● Given task A
Reproduce the stretch of the essay on letting go of keepsakes from "I don’t know" through "find it troublesome.", word for word.
● Given task B
Pick up the essay on letting go of keepsakes after its last sentence and keep writing it.

● Text passage
========================
Maybe today. Maybe I'll let them go today.
I don’t know about you, but I spend an inordinate amount of time these days trying to decide whether to keep something that has no real purpose or value, other than nostalgia, or to appreciate it as a momentary memory jogger and then pitch it in the recycling or the trash. After all, it’s not the object itself, but the memories it evokes. Letting go is becoming more difficult because my memories are beginning to fade like an autumn rainbow…once bright and beautiful, but slowly blending into the evening sky, soon to disappear completely. Holding the tangible creates the perception of holding the transient as well. I find it such a challenge to pitch things. I know that’s definitely not true of everyone…my sister tosses things with abandon, she’s my idol… but I certainly find it troublesome.
For decades, I have kept a small bundle of photos held together with an aging rubber band: two inches by three inches with deckel edges, and a shiny, textured surface. Perhaps it’s time for me to bid them farewell.

Early each fall, professional photographers from Powell Studios in Detroit would make the trek to my small, rural hometown in central Michigan to take high school senior pictures…graduation photos. The crew would assemble lights and cameras into a makeshift studio in the gymnasium, and each student would have the attention…as well as the camera and lights… focused on them for about fifteen minutes. It was a streamlined process, and each person’s fifteen minutes was pretty much the same as those who came before and after. The photos differed only in the features of the subjects; everything else was unexceptionally standard. All eyes would focus at the same angle, varied only by the orientation…left or right. The tilt of the shoulders and slant of the head were all textbook classic. In the days before Photoshop, the Powell team promised to cure zits, tame renegade strands of hair, and even remove braces. For teens growing up in the Midwest, this rite of passage…this tradition…having your senior picture made…looking good…was a big deal.
========================
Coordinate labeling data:
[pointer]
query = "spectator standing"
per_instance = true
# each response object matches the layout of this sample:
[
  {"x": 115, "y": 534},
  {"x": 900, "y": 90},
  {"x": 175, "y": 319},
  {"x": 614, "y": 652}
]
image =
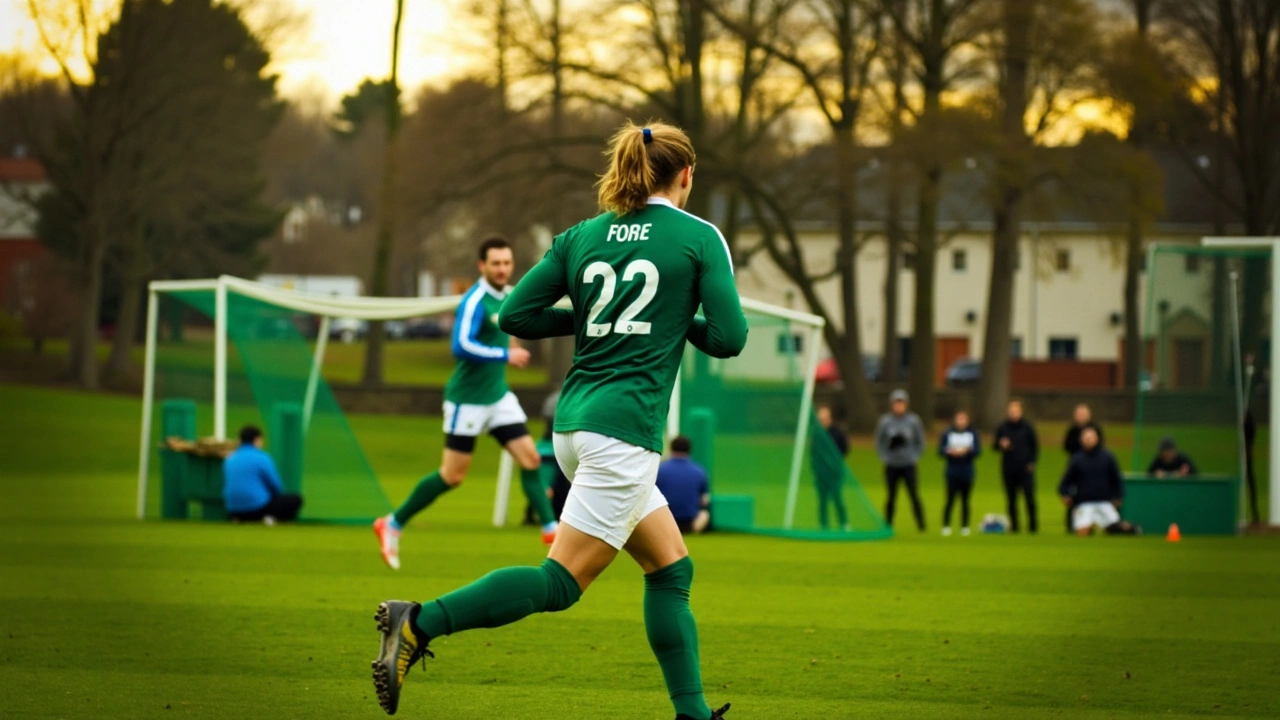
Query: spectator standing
[
  {"x": 685, "y": 486},
  {"x": 1170, "y": 461},
  {"x": 959, "y": 446},
  {"x": 828, "y": 469},
  {"x": 1092, "y": 486},
  {"x": 1016, "y": 441},
  {"x": 1080, "y": 418},
  {"x": 251, "y": 484},
  {"x": 900, "y": 443}
]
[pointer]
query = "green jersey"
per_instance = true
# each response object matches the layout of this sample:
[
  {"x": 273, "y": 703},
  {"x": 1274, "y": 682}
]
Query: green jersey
[
  {"x": 635, "y": 283},
  {"x": 480, "y": 347}
]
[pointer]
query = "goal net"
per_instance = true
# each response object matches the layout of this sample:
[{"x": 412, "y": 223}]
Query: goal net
[
  {"x": 1202, "y": 327},
  {"x": 752, "y": 424},
  {"x": 228, "y": 352}
]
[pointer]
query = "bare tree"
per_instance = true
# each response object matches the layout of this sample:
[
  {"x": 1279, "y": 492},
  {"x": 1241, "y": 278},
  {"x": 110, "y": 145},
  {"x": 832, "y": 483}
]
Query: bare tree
[
  {"x": 1046, "y": 54},
  {"x": 385, "y": 237},
  {"x": 1237, "y": 44},
  {"x": 831, "y": 49},
  {"x": 938, "y": 33}
]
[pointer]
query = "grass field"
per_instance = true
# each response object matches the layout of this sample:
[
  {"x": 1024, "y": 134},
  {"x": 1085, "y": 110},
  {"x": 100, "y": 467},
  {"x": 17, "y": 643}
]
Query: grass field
[{"x": 105, "y": 616}]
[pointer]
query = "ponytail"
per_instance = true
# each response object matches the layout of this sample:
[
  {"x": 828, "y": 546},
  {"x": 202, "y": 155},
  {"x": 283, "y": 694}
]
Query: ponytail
[{"x": 643, "y": 162}]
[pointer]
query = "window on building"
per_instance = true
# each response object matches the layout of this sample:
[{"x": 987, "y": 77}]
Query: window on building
[
  {"x": 1063, "y": 261},
  {"x": 790, "y": 343},
  {"x": 1064, "y": 349}
]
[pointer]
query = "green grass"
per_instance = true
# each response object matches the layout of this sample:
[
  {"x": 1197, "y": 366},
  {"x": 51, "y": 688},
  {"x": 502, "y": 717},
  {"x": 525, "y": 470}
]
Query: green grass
[{"x": 105, "y": 616}]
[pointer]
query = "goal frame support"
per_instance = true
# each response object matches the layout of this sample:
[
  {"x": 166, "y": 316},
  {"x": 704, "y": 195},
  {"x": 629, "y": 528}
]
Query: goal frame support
[
  {"x": 813, "y": 341},
  {"x": 1271, "y": 244}
]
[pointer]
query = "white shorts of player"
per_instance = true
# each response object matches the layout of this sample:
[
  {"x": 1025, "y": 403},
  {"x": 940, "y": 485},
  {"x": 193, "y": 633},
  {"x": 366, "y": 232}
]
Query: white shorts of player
[
  {"x": 474, "y": 420},
  {"x": 615, "y": 484},
  {"x": 1088, "y": 514}
]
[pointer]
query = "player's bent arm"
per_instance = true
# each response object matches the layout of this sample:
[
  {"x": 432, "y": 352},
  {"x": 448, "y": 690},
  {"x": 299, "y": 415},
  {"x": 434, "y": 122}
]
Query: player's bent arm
[
  {"x": 466, "y": 331},
  {"x": 529, "y": 310},
  {"x": 722, "y": 331}
]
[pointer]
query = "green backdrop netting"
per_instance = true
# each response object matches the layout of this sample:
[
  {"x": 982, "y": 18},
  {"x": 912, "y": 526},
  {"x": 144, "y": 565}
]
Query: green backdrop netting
[
  {"x": 748, "y": 410},
  {"x": 1189, "y": 391},
  {"x": 269, "y": 363}
]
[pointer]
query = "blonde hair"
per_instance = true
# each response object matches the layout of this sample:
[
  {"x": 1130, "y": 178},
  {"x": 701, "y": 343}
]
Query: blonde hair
[{"x": 641, "y": 162}]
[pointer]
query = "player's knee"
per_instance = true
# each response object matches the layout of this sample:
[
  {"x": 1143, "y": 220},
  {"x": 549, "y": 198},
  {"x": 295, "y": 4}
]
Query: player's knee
[
  {"x": 453, "y": 477},
  {"x": 562, "y": 587}
]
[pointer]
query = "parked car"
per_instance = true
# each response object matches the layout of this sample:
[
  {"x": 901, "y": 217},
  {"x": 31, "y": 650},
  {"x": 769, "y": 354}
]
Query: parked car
[
  {"x": 425, "y": 328},
  {"x": 964, "y": 372}
]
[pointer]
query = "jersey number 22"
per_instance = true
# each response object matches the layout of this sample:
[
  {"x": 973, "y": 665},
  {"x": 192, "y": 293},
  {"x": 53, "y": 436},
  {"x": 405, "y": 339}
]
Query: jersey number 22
[{"x": 626, "y": 323}]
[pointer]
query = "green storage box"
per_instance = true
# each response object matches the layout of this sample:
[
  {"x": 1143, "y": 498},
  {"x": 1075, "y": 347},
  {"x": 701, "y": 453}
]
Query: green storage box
[{"x": 1201, "y": 505}]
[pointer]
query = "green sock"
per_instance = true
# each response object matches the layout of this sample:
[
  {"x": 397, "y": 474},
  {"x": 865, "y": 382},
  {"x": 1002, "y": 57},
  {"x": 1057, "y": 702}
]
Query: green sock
[
  {"x": 673, "y": 636},
  {"x": 501, "y": 598},
  {"x": 425, "y": 493},
  {"x": 536, "y": 493}
]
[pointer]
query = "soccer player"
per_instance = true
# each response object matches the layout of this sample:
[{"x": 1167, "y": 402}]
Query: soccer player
[
  {"x": 476, "y": 401},
  {"x": 635, "y": 277}
]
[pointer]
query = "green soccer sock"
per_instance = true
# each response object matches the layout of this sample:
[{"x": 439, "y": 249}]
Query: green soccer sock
[
  {"x": 536, "y": 493},
  {"x": 501, "y": 598},
  {"x": 673, "y": 636},
  {"x": 425, "y": 493}
]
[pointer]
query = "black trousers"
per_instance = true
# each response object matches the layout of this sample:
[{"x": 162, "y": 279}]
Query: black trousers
[
  {"x": 905, "y": 475},
  {"x": 283, "y": 507},
  {"x": 1022, "y": 481},
  {"x": 961, "y": 490}
]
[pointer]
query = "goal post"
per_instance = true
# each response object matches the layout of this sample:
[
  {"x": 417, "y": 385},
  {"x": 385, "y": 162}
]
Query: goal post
[
  {"x": 1272, "y": 246},
  {"x": 254, "y": 361}
]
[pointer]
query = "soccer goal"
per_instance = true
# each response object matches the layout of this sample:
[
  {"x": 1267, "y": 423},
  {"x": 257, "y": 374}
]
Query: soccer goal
[
  {"x": 1198, "y": 379},
  {"x": 228, "y": 351},
  {"x": 752, "y": 425},
  {"x": 225, "y": 352}
]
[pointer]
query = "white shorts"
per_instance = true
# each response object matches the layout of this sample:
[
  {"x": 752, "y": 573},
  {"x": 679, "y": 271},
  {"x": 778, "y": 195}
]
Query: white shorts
[
  {"x": 472, "y": 420},
  {"x": 615, "y": 484},
  {"x": 1088, "y": 514}
]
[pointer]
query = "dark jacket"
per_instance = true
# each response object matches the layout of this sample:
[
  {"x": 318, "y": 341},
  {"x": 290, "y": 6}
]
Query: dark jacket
[
  {"x": 1023, "y": 445},
  {"x": 1092, "y": 477},
  {"x": 1072, "y": 442},
  {"x": 1159, "y": 465},
  {"x": 840, "y": 437},
  {"x": 959, "y": 466}
]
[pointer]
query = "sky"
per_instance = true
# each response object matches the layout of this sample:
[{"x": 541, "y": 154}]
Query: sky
[{"x": 344, "y": 42}]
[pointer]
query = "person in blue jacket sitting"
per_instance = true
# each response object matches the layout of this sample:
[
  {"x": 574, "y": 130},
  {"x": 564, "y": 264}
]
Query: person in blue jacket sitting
[{"x": 252, "y": 488}]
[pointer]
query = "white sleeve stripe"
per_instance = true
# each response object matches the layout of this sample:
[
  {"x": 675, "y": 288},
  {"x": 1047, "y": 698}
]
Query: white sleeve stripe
[
  {"x": 720, "y": 235},
  {"x": 471, "y": 346}
]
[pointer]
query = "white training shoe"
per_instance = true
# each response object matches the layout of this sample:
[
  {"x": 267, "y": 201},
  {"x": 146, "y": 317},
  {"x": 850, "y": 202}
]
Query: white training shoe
[{"x": 388, "y": 541}]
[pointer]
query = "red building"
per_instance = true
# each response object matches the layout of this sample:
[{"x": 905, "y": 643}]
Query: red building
[{"x": 21, "y": 180}]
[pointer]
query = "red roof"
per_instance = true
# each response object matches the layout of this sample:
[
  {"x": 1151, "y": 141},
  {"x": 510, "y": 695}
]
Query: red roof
[{"x": 21, "y": 169}]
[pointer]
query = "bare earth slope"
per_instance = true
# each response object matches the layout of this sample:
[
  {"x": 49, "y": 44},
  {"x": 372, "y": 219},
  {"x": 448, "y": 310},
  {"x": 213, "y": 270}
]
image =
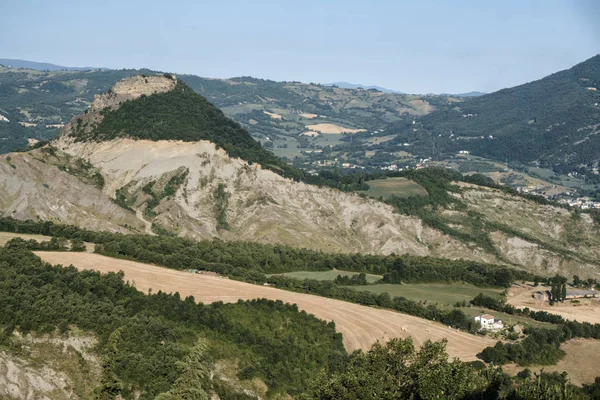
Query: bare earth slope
[
  {"x": 261, "y": 205},
  {"x": 361, "y": 326},
  {"x": 31, "y": 189},
  {"x": 196, "y": 190}
]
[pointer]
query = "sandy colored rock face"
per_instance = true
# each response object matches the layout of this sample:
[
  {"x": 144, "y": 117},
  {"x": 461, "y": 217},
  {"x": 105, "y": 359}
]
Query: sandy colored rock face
[
  {"x": 262, "y": 206},
  {"x": 35, "y": 190}
]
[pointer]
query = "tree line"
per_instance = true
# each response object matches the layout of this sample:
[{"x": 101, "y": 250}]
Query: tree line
[
  {"x": 253, "y": 260},
  {"x": 142, "y": 338}
]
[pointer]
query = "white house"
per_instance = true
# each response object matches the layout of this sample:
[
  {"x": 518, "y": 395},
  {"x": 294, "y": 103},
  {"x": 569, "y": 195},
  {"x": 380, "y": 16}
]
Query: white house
[{"x": 488, "y": 322}]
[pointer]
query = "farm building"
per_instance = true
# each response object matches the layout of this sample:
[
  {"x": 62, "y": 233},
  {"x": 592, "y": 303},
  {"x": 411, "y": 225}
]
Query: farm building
[
  {"x": 546, "y": 295},
  {"x": 487, "y": 321},
  {"x": 579, "y": 293}
]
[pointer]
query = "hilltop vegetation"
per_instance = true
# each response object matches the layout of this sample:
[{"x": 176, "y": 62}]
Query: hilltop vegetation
[
  {"x": 179, "y": 114},
  {"x": 46, "y": 99},
  {"x": 550, "y": 122}
]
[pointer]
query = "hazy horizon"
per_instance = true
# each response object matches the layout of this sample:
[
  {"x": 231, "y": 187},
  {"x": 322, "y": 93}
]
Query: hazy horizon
[{"x": 429, "y": 47}]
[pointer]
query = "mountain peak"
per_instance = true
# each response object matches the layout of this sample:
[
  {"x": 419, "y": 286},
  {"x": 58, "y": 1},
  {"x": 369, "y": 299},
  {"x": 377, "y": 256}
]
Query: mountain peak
[{"x": 161, "y": 107}]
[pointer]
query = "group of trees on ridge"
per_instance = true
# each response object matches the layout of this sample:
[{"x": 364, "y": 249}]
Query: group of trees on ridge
[{"x": 152, "y": 345}]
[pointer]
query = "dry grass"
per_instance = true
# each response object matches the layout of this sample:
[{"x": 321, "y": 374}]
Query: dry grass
[
  {"x": 273, "y": 115},
  {"x": 587, "y": 310},
  {"x": 6, "y": 236},
  {"x": 582, "y": 361},
  {"x": 309, "y": 115},
  {"x": 361, "y": 326},
  {"x": 400, "y": 187},
  {"x": 332, "y": 129},
  {"x": 310, "y": 133}
]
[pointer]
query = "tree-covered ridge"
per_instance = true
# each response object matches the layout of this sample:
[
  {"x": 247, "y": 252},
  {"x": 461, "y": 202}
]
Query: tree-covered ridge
[
  {"x": 252, "y": 261},
  {"x": 180, "y": 114},
  {"x": 162, "y": 345},
  {"x": 143, "y": 338},
  {"x": 550, "y": 120}
]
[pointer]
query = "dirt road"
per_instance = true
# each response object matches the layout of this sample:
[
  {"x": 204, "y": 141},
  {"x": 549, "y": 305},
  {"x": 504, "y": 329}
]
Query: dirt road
[{"x": 361, "y": 326}]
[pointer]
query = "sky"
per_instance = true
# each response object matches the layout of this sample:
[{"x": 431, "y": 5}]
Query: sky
[{"x": 452, "y": 46}]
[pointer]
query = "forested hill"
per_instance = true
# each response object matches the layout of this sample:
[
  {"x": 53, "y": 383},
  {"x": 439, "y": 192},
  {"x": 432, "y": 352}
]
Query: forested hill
[
  {"x": 178, "y": 113},
  {"x": 34, "y": 104},
  {"x": 555, "y": 120}
]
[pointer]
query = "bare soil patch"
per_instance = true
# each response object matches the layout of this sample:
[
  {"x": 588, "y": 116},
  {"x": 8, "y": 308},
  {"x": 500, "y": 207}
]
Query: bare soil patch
[
  {"x": 582, "y": 361},
  {"x": 332, "y": 129},
  {"x": 361, "y": 326},
  {"x": 273, "y": 115},
  {"x": 587, "y": 310},
  {"x": 6, "y": 236}
]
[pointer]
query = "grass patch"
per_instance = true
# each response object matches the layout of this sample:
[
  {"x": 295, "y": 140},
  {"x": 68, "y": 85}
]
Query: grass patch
[
  {"x": 400, "y": 187},
  {"x": 434, "y": 292},
  {"x": 327, "y": 275}
]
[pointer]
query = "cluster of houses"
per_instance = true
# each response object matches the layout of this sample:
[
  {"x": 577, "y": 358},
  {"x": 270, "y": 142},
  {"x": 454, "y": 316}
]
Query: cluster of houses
[
  {"x": 583, "y": 203},
  {"x": 489, "y": 323}
]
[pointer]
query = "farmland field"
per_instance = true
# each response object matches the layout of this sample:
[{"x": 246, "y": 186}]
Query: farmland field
[
  {"x": 361, "y": 326},
  {"x": 581, "y": 362},
  {"x": 400, "y": 187},
  {"x": 327, "y": 275},
  {"x": 433, "y": 292},
  {"x": 6, "y": 236}
]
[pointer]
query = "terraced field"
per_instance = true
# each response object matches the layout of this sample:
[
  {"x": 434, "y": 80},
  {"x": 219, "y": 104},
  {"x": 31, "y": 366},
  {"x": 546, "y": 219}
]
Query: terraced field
[{"x": 361, "y": 326}]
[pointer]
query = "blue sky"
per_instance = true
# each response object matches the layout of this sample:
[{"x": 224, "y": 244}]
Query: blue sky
[{"x": 417, "y": 46}]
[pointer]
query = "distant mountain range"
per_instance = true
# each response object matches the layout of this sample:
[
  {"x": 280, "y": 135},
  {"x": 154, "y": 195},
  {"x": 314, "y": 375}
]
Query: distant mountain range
[
  {"x": 348, "y": 85},
  {"x": 553, "y": 122},
  {"x": 8, "y": 62},
  {"x": 468, "y": 94}
]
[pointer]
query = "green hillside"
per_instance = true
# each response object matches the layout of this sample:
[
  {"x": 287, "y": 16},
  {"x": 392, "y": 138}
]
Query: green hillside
[
  {"x": 181, "y": 114},
  {"x": 553, "y": 121},
  {"x": 44, "y": 99}
]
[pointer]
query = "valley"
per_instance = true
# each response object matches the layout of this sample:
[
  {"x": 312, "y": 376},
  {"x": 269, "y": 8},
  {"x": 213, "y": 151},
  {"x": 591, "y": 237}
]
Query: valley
[
  {"x": 359, "y": 325},
  {"x": 205, "y": 251}
]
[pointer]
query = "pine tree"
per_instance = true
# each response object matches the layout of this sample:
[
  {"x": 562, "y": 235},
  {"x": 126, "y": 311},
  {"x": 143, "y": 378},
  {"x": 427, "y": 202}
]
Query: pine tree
[{"x": 189, "y": 385}]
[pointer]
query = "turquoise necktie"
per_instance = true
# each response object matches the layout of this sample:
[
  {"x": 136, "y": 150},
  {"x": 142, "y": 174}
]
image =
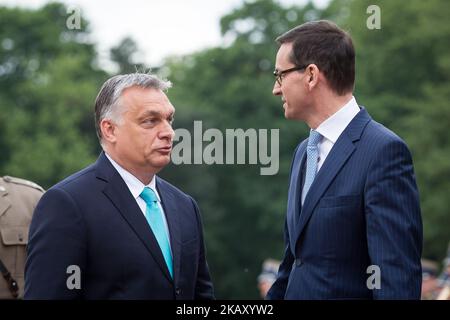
========================
● Task output A
I don’t know about you, but I spend an inordinate amount of time these days trying to decide whether to keep something that has no real purpose or value, other than nostalgia, or to appreciate it as a momentary memory jogger and then pitch it in the recycling or the trash. After all, it’s not the object itself, but the memories it evokes. Letting go is becoming more difficult because my memories are beginning to fade like an autumn rainbow…once bright and beautiful, but slowly blending into the evening sky, soon to disappear completely. Holding the tangible creates the perception of holding the transient as well. I find it such a challenge to pitch things. I know that’s definitely not true of everyone…my sister tosses things with abandon, she’s my idol… but I certainly find it troublesome.

● Task output B
Then again…why rush into anything?
One of the highlights of the year was the day the proofs appeared in the mail. Their arrival then prompted the difficult task of deciding which option to choose. Back then, proofs were very different from those we see today. The fixative used on the image was only temporary. The likenesses would continue to darken over time until they had completely disappeared. Powell Studios was taking no chances. The only way to retain the picture was to purchase it.
The final portraits had barely arrived before we were already giving them away. It was our tradition to exchange pictures with classmates and sometimes with special underclassmen as well. Before the trade was made, it was customary to add an inscription to the back.

"How can I ever forget the terrific time we had last summer. What a weekend we spent!!!" No matter what we do together, we always seem to come up with some wild thing to do."
"Be good. Your a swell gal."
"To one of the silliest girls in Government class."
"Remember all the fun we had in Art Class."
"To one of the best friends I've had in school. Remember all the fun we've had in school and out."
"To a friend that will never be forgotten. Good luck in the world."
"To a close friend in which we share all our problems. You have a real nice personality and are a nice girl."
"To a wonderful girl who is the life of everything. Good luck in the future and be sure never forget the past."
"KEEP as easy going as you are and you'll have it made."
"It's been fun going thru school with you. Remember all the times we got yelled at in Sunday School for talking."
"Good luck and be good."
"To a very sweet classmate who is going far."
"To the class cut-up and a sweet girl. Don't forget all the riots we've had, (a cigar?) and the fun we will have in the future."
"I couldn't have made it through Government without you. You are one of the finest people I have ever met."
"What nuts we were!"
"To one of the nicest girls I know."
"Always remember the time we spent together."
"Your always sticking up for me in Art Class. Thanks alot."
"Remember when I stayed with you when both our folks were gone!
Wild isn't even the word for it."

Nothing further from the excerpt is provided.